Task 1
Summarize the news report on the cholera outbreak in Daru in two sentences.
Task 2
According to the news report on the cholera outbreak in Daru, where were the stool specimens sent for testing?

Passage for review
· · · · · · ·
Cholera hits Daru: 13 dead, 64 in hospital and 260 treated so far

By JEFFREY ELAPA

THIRTEEN people are dead and another 64 people have been admitted to the Daru General Hospital following a suspected cholera outbreak on the island, The National reports.
Hospital acting chief executive officer Dr Amos Lano said last night that a total of 260 people had been treated in the past three weeks.
He said those who died, both at the hospital and at their homes, were children who had suffered from acute watery diarrhoea, abdominal pain and vomiting – all symptoms of cholera.
Lano said some patients claimed they started feeling sick after drinking well water which was being checked to determine whether it was contaminated.
He said that stool specimens had been sent for testing at the public central laboratory in Port Moresby.
Lano said while waiting for the results, they were treating all patients as cholera victims since the outbreak was first reported on the island on Oct 5.
He said all the reported cases were from the settlements on the island and more were being admitted, forcing the hospital to erect tents on the hospital ground to isolate suspected cases and to care and treat them.
· · · · · · ·
Given entries
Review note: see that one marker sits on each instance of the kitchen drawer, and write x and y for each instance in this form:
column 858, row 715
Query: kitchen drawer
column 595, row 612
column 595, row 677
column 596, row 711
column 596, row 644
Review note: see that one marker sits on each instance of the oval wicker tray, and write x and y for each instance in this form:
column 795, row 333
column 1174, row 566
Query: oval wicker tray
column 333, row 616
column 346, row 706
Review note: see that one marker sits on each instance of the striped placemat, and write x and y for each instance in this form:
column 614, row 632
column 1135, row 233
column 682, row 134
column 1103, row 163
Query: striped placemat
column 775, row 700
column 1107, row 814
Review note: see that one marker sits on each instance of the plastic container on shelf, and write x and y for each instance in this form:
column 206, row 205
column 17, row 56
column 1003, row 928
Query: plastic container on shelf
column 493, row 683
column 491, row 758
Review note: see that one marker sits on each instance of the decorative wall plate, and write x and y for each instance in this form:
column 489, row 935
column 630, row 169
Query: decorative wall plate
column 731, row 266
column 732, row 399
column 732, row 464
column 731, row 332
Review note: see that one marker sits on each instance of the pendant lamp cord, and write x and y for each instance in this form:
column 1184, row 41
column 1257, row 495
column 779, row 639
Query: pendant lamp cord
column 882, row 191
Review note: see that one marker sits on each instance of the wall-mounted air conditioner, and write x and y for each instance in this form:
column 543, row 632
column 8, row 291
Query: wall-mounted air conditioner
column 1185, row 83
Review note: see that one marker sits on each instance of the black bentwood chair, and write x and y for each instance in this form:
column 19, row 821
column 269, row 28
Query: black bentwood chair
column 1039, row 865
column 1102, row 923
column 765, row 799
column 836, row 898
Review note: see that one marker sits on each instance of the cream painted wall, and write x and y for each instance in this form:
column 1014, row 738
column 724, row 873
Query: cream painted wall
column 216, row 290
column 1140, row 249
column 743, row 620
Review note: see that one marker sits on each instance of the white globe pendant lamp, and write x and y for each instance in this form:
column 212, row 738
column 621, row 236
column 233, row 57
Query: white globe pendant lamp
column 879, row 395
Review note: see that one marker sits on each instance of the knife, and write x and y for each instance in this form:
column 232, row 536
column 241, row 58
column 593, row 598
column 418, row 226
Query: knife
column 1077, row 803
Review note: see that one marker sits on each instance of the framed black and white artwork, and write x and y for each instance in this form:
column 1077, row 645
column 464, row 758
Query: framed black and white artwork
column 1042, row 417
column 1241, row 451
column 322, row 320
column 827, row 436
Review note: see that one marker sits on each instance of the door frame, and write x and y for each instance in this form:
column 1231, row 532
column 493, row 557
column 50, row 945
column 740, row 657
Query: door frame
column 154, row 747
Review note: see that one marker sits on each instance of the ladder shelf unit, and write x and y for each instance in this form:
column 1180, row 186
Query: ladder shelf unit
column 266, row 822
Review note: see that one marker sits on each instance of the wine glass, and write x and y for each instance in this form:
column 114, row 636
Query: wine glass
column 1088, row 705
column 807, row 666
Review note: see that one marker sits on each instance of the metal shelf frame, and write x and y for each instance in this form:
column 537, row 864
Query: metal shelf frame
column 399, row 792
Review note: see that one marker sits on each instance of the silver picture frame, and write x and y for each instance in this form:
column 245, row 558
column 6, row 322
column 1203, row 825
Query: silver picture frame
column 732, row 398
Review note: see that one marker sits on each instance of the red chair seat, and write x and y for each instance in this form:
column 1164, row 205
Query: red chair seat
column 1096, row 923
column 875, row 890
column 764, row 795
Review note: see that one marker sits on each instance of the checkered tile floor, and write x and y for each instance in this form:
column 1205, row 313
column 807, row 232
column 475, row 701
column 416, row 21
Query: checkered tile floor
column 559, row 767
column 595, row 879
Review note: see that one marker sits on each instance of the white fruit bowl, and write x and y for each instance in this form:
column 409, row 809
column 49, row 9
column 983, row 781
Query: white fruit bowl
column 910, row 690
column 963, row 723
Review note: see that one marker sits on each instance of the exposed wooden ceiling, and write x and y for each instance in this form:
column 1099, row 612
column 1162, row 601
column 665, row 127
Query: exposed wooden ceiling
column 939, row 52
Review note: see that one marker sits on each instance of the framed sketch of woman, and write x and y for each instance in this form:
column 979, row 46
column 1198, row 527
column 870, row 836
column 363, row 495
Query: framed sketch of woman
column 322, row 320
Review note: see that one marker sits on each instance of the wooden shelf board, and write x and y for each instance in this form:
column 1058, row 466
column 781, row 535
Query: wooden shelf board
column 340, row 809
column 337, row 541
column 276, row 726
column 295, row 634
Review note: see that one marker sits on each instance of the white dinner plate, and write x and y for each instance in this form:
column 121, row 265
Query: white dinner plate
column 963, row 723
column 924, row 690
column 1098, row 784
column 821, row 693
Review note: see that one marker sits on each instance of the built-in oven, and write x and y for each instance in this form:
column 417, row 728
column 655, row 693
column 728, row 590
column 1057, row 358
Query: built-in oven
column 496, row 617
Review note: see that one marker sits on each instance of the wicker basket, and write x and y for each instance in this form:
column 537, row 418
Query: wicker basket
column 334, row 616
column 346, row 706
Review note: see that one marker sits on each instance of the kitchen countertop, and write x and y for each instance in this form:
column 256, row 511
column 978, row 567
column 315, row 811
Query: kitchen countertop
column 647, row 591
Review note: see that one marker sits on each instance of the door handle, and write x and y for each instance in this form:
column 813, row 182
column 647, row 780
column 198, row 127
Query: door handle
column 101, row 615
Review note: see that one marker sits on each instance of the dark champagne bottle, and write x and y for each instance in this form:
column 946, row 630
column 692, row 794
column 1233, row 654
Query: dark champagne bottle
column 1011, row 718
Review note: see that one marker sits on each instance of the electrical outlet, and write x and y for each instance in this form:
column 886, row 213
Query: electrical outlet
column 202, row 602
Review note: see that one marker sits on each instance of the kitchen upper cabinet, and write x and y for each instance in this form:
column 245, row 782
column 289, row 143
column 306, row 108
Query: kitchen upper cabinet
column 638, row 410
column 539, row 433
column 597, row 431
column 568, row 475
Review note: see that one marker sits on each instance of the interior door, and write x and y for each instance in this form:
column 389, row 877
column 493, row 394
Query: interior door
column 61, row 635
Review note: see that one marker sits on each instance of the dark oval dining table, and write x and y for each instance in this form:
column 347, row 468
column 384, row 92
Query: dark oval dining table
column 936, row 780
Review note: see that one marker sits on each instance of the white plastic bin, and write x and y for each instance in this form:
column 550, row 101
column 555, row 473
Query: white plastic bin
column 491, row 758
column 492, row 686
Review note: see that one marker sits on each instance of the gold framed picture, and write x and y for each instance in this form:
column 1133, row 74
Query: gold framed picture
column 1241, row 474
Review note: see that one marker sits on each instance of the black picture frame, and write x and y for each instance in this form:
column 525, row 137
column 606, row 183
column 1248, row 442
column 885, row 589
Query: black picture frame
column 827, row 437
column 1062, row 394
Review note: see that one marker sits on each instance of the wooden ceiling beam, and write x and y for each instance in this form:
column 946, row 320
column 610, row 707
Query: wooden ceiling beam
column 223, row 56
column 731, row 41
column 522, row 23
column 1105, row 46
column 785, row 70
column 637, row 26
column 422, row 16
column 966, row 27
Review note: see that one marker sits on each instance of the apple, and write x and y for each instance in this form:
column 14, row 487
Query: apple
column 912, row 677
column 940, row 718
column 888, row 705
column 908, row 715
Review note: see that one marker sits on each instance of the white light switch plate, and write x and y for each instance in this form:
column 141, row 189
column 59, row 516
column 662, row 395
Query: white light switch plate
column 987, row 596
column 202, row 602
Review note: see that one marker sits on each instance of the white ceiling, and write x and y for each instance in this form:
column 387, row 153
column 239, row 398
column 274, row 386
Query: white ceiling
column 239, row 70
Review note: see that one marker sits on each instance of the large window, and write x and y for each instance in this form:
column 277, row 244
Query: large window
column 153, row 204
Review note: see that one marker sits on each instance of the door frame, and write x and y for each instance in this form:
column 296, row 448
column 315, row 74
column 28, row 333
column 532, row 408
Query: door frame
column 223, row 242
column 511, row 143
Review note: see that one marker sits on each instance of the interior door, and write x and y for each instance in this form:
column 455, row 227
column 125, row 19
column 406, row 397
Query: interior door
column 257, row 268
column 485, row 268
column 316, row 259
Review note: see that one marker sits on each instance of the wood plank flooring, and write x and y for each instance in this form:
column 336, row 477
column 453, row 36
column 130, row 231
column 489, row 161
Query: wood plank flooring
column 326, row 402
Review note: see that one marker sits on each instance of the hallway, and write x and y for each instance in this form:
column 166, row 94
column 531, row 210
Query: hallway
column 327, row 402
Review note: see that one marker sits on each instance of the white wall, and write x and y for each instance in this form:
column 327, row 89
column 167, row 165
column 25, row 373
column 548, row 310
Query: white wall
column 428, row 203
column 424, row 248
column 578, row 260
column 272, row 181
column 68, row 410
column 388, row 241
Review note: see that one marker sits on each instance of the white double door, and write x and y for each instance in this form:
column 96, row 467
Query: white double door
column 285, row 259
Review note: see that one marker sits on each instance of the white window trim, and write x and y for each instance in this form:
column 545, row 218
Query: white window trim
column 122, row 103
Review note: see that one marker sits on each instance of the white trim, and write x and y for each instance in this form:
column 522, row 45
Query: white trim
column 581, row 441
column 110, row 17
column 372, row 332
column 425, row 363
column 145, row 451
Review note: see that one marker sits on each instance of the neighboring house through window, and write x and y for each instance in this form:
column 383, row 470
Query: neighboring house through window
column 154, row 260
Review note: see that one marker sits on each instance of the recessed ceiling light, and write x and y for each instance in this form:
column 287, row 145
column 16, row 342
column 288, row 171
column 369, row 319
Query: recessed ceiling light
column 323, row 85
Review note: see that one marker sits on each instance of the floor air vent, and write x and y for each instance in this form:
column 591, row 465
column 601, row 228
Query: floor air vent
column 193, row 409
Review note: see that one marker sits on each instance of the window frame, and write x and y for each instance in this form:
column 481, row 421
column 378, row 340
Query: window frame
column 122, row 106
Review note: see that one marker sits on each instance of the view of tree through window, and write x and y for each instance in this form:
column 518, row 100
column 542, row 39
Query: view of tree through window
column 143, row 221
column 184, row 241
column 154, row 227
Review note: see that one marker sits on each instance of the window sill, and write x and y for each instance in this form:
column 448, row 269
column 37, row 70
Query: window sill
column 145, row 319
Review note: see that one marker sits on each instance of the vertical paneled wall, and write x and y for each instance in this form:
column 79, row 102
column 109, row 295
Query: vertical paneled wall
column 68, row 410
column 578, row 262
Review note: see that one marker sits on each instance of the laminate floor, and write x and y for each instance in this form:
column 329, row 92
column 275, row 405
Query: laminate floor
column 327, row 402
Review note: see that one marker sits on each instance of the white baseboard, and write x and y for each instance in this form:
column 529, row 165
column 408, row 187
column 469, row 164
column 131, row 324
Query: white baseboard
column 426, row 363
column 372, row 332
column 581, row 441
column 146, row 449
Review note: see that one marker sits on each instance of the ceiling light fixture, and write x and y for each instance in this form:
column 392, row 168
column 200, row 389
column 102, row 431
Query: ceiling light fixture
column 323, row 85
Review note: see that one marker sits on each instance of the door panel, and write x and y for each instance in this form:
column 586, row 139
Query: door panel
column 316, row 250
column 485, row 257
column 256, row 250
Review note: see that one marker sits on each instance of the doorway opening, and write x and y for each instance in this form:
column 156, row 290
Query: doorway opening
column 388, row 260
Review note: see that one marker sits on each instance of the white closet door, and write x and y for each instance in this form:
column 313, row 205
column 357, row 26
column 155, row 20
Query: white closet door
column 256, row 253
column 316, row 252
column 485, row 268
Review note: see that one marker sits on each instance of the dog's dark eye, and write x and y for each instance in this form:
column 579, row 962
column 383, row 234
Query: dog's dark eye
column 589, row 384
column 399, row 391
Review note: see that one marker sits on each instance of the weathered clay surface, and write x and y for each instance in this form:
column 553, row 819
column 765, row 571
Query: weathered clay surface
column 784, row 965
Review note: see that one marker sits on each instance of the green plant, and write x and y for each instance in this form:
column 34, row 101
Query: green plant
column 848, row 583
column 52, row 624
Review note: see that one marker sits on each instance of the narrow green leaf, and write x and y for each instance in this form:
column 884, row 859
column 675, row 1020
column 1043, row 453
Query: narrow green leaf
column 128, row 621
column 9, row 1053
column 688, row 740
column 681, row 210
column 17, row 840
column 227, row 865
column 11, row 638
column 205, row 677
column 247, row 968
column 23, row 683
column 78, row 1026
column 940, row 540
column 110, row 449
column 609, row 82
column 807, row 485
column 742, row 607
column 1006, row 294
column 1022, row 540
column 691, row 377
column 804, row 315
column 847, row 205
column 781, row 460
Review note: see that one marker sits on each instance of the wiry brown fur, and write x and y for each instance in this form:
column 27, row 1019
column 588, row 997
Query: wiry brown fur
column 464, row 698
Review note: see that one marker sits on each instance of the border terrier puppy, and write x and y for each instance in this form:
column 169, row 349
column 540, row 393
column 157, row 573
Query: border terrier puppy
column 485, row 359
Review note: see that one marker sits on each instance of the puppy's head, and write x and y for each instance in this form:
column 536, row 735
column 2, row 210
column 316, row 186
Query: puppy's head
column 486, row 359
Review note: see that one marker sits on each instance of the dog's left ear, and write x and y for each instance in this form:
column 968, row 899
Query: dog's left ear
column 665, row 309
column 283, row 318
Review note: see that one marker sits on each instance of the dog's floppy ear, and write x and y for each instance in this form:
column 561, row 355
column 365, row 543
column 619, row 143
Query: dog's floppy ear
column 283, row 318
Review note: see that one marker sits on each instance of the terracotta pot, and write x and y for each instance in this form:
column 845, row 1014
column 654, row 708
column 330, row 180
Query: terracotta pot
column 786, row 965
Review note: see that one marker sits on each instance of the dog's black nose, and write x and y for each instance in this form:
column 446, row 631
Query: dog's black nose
· · · · · · ·
Exercise response 1
A suspected cholera outbreak on Daru island has left 13 people dead, 64 admitted to Daru General Hospital, and 260 treated over three weeks, and all of those who died were children with cholera symptoms. While stool specimens are tested in Port Moresby and well water is checked for contamination, the hospital is treating all patients as cholera cases and has erected tents on its grounds to isolate suspected cases, all of which come from the island's settlements.

Exercise response 2
To the public central laboratory in Port Moresby.